■ Available data:
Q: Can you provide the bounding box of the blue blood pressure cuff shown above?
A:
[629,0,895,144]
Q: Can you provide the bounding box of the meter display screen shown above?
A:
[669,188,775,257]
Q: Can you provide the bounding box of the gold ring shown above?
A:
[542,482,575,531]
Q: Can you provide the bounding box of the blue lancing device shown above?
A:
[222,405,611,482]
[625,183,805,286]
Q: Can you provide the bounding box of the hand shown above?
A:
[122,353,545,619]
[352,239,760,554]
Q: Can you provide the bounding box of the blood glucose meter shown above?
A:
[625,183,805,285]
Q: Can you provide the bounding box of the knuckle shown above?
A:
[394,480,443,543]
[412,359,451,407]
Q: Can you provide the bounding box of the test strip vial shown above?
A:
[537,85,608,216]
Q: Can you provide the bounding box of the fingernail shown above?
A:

==

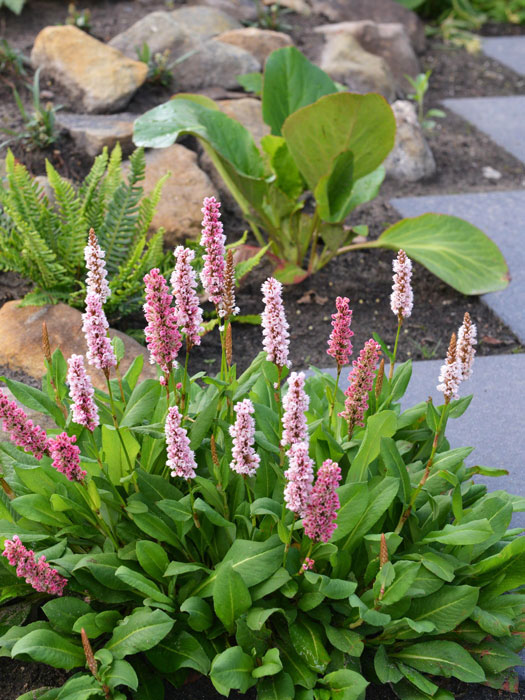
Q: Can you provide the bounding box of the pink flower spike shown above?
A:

...

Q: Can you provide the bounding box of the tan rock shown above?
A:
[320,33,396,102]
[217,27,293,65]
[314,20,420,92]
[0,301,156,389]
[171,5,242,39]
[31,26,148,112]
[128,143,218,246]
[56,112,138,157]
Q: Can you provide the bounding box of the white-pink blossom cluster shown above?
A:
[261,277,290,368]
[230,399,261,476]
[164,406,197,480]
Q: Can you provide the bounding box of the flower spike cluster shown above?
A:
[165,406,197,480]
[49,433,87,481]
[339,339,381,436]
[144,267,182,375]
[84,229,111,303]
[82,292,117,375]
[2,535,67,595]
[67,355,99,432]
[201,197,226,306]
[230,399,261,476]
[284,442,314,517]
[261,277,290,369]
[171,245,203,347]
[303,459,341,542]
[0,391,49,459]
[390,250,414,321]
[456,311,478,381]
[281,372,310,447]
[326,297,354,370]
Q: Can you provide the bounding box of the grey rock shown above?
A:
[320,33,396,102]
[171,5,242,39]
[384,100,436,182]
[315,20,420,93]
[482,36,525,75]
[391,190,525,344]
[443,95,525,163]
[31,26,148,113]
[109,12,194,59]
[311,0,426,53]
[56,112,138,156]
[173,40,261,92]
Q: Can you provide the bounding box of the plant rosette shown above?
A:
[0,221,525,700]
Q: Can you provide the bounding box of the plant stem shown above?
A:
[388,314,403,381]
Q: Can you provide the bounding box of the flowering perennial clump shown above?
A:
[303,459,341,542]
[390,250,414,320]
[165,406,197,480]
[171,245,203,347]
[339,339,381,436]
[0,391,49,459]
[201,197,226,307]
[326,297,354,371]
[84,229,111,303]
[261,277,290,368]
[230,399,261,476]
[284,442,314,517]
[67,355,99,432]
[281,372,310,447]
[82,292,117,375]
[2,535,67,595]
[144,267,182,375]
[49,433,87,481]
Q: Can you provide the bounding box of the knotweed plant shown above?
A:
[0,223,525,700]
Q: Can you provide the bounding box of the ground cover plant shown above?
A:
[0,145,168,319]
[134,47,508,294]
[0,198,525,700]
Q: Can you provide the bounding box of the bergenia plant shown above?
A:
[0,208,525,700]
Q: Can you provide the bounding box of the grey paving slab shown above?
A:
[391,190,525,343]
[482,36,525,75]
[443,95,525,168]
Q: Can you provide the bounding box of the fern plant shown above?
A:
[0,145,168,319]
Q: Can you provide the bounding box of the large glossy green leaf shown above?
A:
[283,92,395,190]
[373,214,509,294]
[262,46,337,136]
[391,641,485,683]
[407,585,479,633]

■ Exercise: Find every row above that contains the string "pink" and copy each of those rows in full. Case counts.

■ Response for this exercise:
Q: Can you provide the bounding box of the pink flower spike shown above?
Q: Can you provide the bounding box of the white-pink blossom cluster shown above?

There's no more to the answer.